_Task instructions_
Retype the records below word for word and omit any image.

(Raw records)
START

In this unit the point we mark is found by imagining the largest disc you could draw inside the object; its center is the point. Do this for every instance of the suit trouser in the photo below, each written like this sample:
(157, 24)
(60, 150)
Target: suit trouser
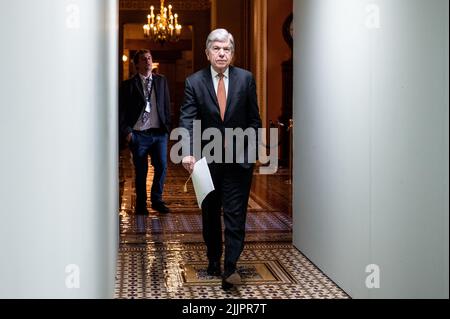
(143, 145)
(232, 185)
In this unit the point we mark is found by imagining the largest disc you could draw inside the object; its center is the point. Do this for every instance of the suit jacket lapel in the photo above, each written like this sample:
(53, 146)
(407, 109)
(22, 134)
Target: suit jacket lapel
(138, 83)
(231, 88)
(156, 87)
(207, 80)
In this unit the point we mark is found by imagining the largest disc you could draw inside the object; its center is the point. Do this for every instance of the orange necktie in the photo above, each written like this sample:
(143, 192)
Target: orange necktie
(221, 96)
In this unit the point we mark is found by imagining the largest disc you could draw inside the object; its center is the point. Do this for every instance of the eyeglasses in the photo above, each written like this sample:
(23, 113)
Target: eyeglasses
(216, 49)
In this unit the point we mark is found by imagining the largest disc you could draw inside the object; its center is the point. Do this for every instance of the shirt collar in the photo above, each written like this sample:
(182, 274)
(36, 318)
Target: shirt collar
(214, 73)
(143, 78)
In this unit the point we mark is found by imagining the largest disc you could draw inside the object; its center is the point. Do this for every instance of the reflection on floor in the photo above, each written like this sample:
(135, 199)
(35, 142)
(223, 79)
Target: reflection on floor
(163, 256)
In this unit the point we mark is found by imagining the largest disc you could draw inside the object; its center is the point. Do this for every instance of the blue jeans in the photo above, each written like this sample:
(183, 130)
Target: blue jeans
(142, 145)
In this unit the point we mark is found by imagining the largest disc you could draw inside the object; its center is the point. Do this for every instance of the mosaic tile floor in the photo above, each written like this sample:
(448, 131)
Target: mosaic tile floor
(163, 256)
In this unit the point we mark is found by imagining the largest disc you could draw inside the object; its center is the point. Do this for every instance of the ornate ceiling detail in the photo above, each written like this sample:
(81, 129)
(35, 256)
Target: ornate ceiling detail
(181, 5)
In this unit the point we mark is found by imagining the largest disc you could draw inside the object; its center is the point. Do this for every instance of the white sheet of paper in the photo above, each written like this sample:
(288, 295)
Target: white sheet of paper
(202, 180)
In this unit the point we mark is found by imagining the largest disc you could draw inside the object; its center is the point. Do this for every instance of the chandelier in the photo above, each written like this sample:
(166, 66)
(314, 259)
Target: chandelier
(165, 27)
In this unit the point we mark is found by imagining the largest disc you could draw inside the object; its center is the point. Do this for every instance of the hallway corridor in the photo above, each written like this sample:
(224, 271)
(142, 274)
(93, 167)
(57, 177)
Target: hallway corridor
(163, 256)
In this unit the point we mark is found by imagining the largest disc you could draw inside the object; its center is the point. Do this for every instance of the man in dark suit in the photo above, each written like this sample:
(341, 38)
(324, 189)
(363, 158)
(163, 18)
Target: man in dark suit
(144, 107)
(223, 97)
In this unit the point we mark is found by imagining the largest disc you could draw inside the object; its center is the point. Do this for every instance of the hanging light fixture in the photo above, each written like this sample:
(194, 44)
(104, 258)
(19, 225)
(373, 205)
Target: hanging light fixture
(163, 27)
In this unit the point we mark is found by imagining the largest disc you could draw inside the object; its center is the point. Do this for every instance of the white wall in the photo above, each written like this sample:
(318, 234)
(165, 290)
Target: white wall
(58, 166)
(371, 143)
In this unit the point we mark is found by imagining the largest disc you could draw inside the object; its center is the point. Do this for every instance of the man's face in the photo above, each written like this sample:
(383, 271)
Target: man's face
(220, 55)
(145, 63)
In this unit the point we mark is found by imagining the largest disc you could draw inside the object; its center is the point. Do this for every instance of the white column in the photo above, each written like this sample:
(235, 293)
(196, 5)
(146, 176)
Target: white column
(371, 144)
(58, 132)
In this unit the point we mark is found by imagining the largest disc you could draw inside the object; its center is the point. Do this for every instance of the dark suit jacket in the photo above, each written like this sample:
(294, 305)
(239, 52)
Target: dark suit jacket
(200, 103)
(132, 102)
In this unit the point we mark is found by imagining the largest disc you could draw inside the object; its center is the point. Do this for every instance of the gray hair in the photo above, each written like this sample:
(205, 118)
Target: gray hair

END

_Exercise solution_
In this unit the point we mark is found by imagining the largest disc you could draw inside the object; its center is the point. Do this for every instance of the suit trouser in the photo below, each written like this sample:
(157, 24)
(60, 150)
Target: suit trouser
(143, 145)
(232, 185)
In this unit the point we mark is found by imagining the largest disc you could draw inside the object; its center is the point. Do this for every instance of the suit jacket lapel in the photo above, each written like this sample:
(53, 146)
(407, 109)
(22, 134)
Target: suit jacket lapel
(138, 83)
(231, 88)
(156, 87)
(207, 80)
In this unit the point we mark is found by imagining the largest disc you could draw inside the object; its center is the point. Do this for every instance of the orange necktie in the photo above, each written like this sample:
(143, 192)
Target: orange necktie
(221, 96)
In this unit the point we mark is found by imagining the largest disc you could draw inside the object; its center is the point. Do this for every instance of the eyeglasses in the photo above, each written like this sample:
(23, 113)
Target: eyeglasses
(216, 49)
In this unit the point we mark is found by imagining the largest disc you could draw inside the object; its center is the point. Do this for every instance of the shirt collar in the photo above, each written like this sample:
(182, 274)
(36, 318)
Target: shirt collar
(214, 73)
(143, 78)
In this unit the point we mark is found by imagining the largest disc you could draw inside the object; its center is the point. Do this for every instance of the reflection on floor in the photo above, each written like this sample:
(135, 199)
(35, 142)
(223, 79)
Target: reflection on floor
(163, 256)
In this unit the point we mark is found by imagining the largest disc you could draw inside the object; its center is the point. Do this for every instance of the blue jeans in the photo above, each written like this sample:
(183, 130)
Target: blue jeans
(142, 145)
In this unit the point we mark is found by imagining the largest disc you could draw inside the object; its center is the point. Do this for every instance of the mosaic tile floor in the photo above, each written like this sample:
(448, 131)
Target: mosaic tile floor
(163, 256)
In this unit the point we mark is found by imagining the largest disc you could draw inside the object; its center is the point. Do this for every instance of the ornate ceiling detail in the photo above, each written like this sample:
(81, 129)
(35, 256)
Target: ornate ceiling detail
(181, 5)
In this unit the point we mark is found by imagining the largest disc you could draw inside the object; its center is the point. Do this for every instance of the white sheet of paper in the photo above, each written like this sample:
(288, 295)
Target: white sheet of paper
(202, 180)
In this unit the point we mark is found by imagining the largest disc you could draw inside the object; its center is the point. Do this for every instance of the chandelier in the photo above, each written like this sample:
(166, 66)
(314, 259)
Target: chandelier
(165, 27)
In this unit the point we mark is found by imagining the largest disc you could draw inside the object; its center is the point. Do this for every instance of the hallway corridor in the photo above, each written like this sample:
(224, 271)
(142, 274)
(93, 167)
(57, 177)
Target: hallway corridor
(163, 256)
In this unit the point we mark is found by imagining the largest disc you could draw inside the object; its center is the point. Do this for every instance of the man in dark suit in the photo above, each written like this sample:
(341, 38)
(324, 189)
(363, 158)
(163, 18)
Target: man in dark suit
(144, 107)
(223, 97)
In this unit the point we mark is found by imagining the largest disc you could draw inside the object; its center is the point. Do this for every instance of the hanging light fixture in the photo above, each written like this sample:
(194, 44)
(104, 258)
(19, 225)
(373, 205)
Target: hanging light fixture
(163, 27)
In this unit the point we mark is found by imagining the largest disc you could draw inside the object; its center is the point. Do this for every instance of the white wall in the photo above, each written like this sample:
(318, 234)
(165, 290)
Target: white wall
(58, 166)
(371, 143)
In this unit the point we mark is found by imagining the largest disc you could draw inside the object; its center is the point. Do this for every instance of the man's face in the photo above, each written like this sample:
(383, 271)
Target: man's face
(220, 55)
(145, 63)
In this unit the point we mark is found by imagining the largest disc you could draw inside the object; its center is the point. Do this for every instance of the white column in the photo above, each written like this sample:
(235, 293)
(196, 5)
(146, 176)
Target: white column
(371, 144)
(58, 132)
In this unit the point we mark is found by imagining the largest disc you could draw inside the object; its center is the point. Do this for every instance of the dark suit jacket in the photo above, each written like this sample:
(294, 305)
(239, 52)
Target: dark suit jacket
(200, 103)
(132, 102)
In this unit the point we mark is found by imagining the largest disc you could draw inside the object; its center is the point. Do this for every instance of the gray hair in the photo above, each written like this sample:
(205, 118)
Target: gray hair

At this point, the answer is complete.